» **DATA FOR ANALYSIS**

- - -

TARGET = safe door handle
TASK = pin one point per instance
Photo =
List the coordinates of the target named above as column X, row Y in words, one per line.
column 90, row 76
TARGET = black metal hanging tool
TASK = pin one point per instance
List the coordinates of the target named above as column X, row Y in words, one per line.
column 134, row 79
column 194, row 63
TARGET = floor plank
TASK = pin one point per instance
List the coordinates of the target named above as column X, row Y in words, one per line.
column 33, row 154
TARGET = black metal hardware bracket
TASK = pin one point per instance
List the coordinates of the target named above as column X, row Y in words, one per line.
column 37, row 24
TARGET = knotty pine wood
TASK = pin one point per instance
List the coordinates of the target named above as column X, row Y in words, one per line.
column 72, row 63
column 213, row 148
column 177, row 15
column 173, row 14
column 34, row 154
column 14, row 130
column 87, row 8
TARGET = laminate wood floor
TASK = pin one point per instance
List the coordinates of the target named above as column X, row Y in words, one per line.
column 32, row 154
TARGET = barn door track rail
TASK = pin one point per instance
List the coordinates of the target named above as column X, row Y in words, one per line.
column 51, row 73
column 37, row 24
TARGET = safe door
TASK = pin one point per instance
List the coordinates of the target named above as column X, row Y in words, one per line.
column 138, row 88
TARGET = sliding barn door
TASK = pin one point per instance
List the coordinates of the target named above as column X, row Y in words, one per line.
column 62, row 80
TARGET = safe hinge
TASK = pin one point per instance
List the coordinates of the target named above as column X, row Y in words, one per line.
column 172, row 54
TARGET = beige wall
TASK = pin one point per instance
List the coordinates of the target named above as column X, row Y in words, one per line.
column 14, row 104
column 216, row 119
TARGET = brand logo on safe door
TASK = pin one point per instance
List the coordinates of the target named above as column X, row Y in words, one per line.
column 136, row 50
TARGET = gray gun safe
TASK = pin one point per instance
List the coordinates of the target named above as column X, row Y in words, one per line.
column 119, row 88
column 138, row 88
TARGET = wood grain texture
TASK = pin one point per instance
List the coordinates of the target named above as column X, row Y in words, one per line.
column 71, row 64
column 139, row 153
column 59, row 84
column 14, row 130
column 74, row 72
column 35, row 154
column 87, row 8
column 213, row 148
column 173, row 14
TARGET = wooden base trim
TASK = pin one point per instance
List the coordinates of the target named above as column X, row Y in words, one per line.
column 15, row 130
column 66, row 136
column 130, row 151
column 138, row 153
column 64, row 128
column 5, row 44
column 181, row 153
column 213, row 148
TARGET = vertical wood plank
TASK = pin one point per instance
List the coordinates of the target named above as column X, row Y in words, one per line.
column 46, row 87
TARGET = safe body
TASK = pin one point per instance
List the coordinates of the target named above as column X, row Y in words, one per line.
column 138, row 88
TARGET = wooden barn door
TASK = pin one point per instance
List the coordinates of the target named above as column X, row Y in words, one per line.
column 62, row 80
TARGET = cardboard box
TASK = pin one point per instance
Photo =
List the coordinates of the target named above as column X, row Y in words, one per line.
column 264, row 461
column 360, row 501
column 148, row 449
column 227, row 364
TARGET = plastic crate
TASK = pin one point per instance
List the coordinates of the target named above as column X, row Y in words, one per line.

- - -

» **PROBLEM REQUIREMENTS**
Go through the records above and write each one out again exactly.

» **RESULT OF THE TASK**
TARGET = safe door handle
TASK = pin one point per instance
Photo =
List the coordinates of the target named above as column X, row Y in words, one per line.
column 90, row 76
TARGET = black metal hanging tool
TASK = pin one point per instance
List the coordinates of the target named above as column X, row Y in words, one per line.
column 134, row 79
column 194, row 63
TARGET = floor plank
TASK = pin one point per instance
List the coordinates of the target named above as column X, row Y in words, one per line.
column 33, row 154
TARGET = black metal hardware bracket
TASK = pin one point per instance
List the coordinates of the target named above as column X, row Y in words, one per line.
column 37, row 24
TARGET = knotty pine wood
TASK = pin one point per instance
List the coordinates of the target named above as column X, row Y in words, one per line.
column 72, row 63
column 213, row 148
column 177, row 15
column 173, row 14
column 34, row 154
column 14, row 130
column 87, row 8
TARGET = laminate wood floor
TASK = pin one point per instance
List the coordinates of the target named above as column X, row Y in words, one per line.
column 32, row 154
TARGET = barn door track rail
TASK = pin one point per instance
List the coordinates of the target named above as column X, row Y in words, one per line.
column 51, row 73
column 37, row 24
TARGET = safe door
TASK = pin one point per instance
List the coordinates of the target named above as column X, row Y in words, one per line.
column 138, row 88
TARGET = sliding barn door
TASK = pin one point per instance
List the coordinates of the target named above as column X, row Y in words, one per line.
column 62, row 80
TARGET = safe hinge
TASK = pin one point per instance
List the coordinates of the target named above as column X, row Y in words, one per line.
column 172, row 54
TARGET = beige wall
TASK = pin one point per instance
List the coordinates of the target named above as column X, row Y in words, one per line.
column 14, row 104
column 216, row 119
TARGET = brand logo on safe door
TASK = pin one point per instance
List the coordinates of the target named above as column X, row Y in words, one per line.
column 136, row 50
TARGET = gray gun safe
TASK = pin one point per instance
List the coordinates of the target named above as column X, row Y in words, one per line.
column 119, row 88
column 138, row 88
TARGET = wood grain texture
TASK = pin one point per instance
List the coordinates of the target named above as column X, row Y in words, one per line.
column 71, row 64
column 139, row 153
column 59, row 84
column 14, row 130
column 74, row 72
column 35, row 154
column 87, row 8
column 213, row 148
column 173, row 14
TARGET = wooden base trim
TASK = pin one point per instance
List the coordinates of the target named above as column X, row Y in words, one per line.
column 15, row 130
column 66, row 136
column 130, row 151
column 138, row 153
column 64, row 128
column 5, row 44
column 181, row 153
column 213, row 148
TARGET = vertical wood plank
TASK = pin one point per instance
List the coordinates of the target named above as column X, row Y in words, one per line.
column 46, row 87
TARGET = safe body
TASK = pin one point per instance
List the coordinates of the target named above as column X, row Y in words, one per line.
column 138, row 88
TARGET = wooden barn door
TASK = pin one point per instance
List the coordinates of the target named above as column X, row Y in words, one per line.
column 62, row 80
TARGET = cardboard box
TASK = pin one point per instance
Photo =
List the coordinates of the target named above as column X, row Y in words, one per line.
column 264, row 461
column 360, row 501
column 148, row 449
column 227, row 364
TARGET = plastic crate
TASK = pin one point per instance
List the coordinates of the target named above as column X, row Y in words, one per line.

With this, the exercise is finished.